## SOURCE EXCERPT
^^^^^^^^

It used to be that if the government didn’t like something, it would ban it. Now, if the government disapproves of a product, it just bans it from being advertised.
But are we that easily manipulated by brand managers and advertising firms? Does the Government have to step in to protect us, and our children, from harmful ads? Advertising is, at its core, just the simple delivery of information. Those who oppose it are essentially arguing that this information is too challenging for individuals to process safely; that, if told the wrong thing, they will be unable to resist self-harm.
This view reduces us to the level of dumb automatons … waiting for advertising executives to beam their instructions directly into our brains
This view reduces us to the level of dumb automatons, passively waiting for advertising executives to beam their instructions directly into our brains. It says we don’t have free will in the shopping centre.
Yet most people acknowledge that adults are sensibly sceptical about marketing claims. What is surprising is just how advertising savvy children are too.
Minors are depicted by policy-makers as unable to defend themselves against a well-planned onslaught of marketing. However, as the new book Prohibitions published by Britain’s Institute of Economic Affairs shows, children as young as five form preferences about their favourite TV programs. And by the age of 11, children demonstrate a pronounced scepticism about claims made in ads.

^^^^^^^^

## ROWS

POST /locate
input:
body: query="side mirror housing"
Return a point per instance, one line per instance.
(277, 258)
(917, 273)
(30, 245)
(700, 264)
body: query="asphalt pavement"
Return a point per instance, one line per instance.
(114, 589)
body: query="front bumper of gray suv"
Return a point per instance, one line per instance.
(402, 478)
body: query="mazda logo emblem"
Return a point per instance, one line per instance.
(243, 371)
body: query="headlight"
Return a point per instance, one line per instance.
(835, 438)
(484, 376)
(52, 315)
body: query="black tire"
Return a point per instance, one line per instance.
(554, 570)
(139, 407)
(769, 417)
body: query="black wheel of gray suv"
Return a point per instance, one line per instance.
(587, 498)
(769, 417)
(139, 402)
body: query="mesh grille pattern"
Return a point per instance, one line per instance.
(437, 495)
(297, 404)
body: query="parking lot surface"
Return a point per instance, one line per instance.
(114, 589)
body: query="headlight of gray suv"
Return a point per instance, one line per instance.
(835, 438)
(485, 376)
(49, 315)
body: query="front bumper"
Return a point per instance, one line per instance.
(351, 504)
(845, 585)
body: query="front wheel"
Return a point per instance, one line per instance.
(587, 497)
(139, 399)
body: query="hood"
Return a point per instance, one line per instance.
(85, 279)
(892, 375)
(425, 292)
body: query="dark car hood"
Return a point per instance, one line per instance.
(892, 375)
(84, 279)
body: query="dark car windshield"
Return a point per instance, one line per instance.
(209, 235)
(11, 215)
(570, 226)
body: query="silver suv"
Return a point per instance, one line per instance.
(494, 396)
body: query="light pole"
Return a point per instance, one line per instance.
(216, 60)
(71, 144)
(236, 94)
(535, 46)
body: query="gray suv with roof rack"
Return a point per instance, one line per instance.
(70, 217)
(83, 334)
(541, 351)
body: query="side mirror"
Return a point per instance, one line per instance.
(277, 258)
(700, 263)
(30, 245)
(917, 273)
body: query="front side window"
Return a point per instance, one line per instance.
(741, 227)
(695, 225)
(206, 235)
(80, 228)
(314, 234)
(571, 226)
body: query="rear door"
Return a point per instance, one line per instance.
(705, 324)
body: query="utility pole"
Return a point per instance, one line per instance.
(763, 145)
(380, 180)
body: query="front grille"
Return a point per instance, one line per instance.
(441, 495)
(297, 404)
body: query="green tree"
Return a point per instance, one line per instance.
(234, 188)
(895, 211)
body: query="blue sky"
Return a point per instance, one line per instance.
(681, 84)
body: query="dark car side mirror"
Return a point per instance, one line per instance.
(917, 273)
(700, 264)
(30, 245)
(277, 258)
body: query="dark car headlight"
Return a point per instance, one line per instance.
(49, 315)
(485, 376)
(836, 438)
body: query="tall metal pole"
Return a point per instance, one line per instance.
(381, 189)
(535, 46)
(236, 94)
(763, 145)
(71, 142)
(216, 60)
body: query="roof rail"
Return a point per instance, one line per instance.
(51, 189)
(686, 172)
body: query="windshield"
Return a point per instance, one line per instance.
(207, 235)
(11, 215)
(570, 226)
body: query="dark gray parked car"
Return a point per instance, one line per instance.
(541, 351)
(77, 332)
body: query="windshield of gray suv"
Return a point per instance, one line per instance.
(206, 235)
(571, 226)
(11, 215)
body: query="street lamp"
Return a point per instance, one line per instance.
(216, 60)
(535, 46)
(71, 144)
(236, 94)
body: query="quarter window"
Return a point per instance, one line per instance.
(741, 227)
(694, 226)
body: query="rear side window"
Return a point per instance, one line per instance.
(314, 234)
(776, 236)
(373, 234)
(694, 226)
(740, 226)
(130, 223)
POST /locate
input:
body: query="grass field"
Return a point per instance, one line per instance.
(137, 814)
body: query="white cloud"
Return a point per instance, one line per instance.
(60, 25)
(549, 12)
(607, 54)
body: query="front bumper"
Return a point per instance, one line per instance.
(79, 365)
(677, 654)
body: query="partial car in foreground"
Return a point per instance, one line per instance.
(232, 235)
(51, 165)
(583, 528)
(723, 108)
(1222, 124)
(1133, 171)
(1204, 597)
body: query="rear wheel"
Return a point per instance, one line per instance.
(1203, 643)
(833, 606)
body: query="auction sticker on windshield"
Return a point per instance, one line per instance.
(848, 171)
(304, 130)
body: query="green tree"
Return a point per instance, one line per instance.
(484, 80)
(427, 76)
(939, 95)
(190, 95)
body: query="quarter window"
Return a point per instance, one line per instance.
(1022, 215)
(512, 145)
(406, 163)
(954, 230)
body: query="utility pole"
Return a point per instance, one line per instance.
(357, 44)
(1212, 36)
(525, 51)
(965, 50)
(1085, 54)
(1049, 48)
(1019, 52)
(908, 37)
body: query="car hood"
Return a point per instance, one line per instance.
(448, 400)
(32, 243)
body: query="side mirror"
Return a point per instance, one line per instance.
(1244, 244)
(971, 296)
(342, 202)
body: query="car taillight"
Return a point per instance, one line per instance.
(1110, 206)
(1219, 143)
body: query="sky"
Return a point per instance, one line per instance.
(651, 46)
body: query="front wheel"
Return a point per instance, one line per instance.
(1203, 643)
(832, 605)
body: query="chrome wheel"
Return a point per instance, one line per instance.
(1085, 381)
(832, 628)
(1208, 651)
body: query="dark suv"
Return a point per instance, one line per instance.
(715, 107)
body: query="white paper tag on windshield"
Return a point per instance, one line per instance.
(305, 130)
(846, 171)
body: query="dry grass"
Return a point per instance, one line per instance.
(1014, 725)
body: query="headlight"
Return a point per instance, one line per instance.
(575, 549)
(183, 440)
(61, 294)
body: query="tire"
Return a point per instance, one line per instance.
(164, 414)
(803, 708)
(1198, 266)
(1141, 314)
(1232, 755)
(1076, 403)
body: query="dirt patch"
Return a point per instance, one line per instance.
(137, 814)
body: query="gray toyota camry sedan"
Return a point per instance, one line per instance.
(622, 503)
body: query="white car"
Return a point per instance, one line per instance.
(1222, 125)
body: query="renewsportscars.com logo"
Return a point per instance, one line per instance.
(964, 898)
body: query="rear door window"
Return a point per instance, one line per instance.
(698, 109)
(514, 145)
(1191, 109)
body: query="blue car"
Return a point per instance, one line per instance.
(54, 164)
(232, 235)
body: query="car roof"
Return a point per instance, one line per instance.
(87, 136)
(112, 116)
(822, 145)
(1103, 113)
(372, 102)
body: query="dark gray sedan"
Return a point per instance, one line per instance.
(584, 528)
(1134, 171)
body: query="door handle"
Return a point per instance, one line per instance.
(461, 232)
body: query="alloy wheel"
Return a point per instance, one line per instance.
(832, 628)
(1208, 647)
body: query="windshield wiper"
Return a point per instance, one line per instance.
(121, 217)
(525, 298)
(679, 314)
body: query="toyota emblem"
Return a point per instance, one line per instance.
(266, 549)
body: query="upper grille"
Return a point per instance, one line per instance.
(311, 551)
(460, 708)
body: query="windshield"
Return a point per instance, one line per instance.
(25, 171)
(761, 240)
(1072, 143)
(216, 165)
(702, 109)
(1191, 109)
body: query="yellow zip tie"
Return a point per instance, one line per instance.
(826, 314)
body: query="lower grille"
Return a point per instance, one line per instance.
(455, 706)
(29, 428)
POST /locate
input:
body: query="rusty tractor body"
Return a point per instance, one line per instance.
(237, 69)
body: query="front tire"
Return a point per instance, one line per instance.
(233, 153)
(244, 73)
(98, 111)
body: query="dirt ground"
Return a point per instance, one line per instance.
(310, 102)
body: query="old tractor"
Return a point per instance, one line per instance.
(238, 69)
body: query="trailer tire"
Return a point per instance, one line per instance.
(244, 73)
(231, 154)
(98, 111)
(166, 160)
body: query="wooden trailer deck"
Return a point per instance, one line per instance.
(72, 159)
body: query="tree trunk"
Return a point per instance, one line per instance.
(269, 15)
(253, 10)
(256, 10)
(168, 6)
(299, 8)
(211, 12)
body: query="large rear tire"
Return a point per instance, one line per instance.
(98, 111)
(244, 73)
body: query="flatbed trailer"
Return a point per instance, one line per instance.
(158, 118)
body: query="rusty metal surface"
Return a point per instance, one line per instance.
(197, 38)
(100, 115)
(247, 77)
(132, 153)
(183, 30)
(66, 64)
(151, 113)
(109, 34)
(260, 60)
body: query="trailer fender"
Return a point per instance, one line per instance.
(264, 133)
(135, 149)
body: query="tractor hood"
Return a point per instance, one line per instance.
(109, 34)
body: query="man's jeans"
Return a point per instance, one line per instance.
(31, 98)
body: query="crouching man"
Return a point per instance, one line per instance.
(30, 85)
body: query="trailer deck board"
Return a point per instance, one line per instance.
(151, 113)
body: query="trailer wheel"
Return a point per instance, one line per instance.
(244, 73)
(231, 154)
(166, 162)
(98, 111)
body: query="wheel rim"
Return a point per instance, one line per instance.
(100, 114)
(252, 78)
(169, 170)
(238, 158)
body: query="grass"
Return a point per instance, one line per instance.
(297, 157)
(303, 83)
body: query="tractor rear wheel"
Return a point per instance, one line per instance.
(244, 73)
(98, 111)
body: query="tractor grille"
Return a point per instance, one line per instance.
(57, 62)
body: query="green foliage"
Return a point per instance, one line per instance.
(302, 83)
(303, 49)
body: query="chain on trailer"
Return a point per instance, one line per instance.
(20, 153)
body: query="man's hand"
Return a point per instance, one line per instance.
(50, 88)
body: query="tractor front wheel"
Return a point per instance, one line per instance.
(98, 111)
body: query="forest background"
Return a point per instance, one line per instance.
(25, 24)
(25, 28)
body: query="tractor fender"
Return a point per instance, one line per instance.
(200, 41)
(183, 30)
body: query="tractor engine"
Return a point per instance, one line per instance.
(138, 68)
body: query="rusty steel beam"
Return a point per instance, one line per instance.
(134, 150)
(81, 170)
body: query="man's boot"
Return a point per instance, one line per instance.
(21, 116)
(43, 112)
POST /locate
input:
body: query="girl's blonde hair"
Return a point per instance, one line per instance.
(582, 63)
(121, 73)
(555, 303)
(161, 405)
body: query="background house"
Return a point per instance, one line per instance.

^^^^^^^^

## SET OF TASKS
• a. Name every group the article on advertising bans mentions as a maker or sender of ads.
• b. From the article on advertising bans, pull out the stretch from "This view reduces us to the level of dumb automatons …" through "made in ads.", word for word.
• c. Carry on the article on advertising bans from its last sentence.

## EXERCISE ANSWERS
• a.
brand managers
advertising firms
advertising executives

• b.
This view reduces us to the level of dumb automatons … waiting for advertising executives to beam their instructions directly into our brains
This view reduces us to the level of dumb automatons, passively waiting for advertising executives to beam their instructions directly into our brains. It says we don’t have free will in the shopping centre.
Yet most people acknowledge that adults are sensibly sceptical about marketing claims. What is surprising is just how advertising savvy children are too.
Minors are depicted by policy-makers as unable to defend themselves against a well-planned onslaught of marketing. However, as the new book Prohibitions published by Britain’s Institute of Economic Affairs shows, children as young as five form preferences about their favourite TV programs. And by the age of 11, children demonstrate a pronounced scepticism about claims made in ads.

• c.
The belief that an individual’s free will is crushed under the jackboot of catchy advertising jingles is, of course, nonsense. We have just as much autonomy over our personal decisions as we did before an ad break.
So what, then, is advertising for? It informs us that new products are available in the marketplace. We may, after having watched an ad, have a different idea of what our next purchase may be. But that isn’t because we have been manipulated by a ruthless marketing department.

Is a ban on junk food ads on TV really going to stop children liking pizza? Tomsickova Tatyana/ Shutterstock
An ad that informs us that McDonald’s now sells salad only interests those people who would probably like to buy a salad from McDonald’s. If the preference for salad doesn’t already exist, then no ad, no matter how brilliant, is going to be effective.
This logic is fairly obvious. What child is going to abandon chocolates and lollies when their ads disappear off television? Kids will always like junk food. Any parents who think that a government ban will make walking up the chocolate aisle less stressful are simply deceiving themselves.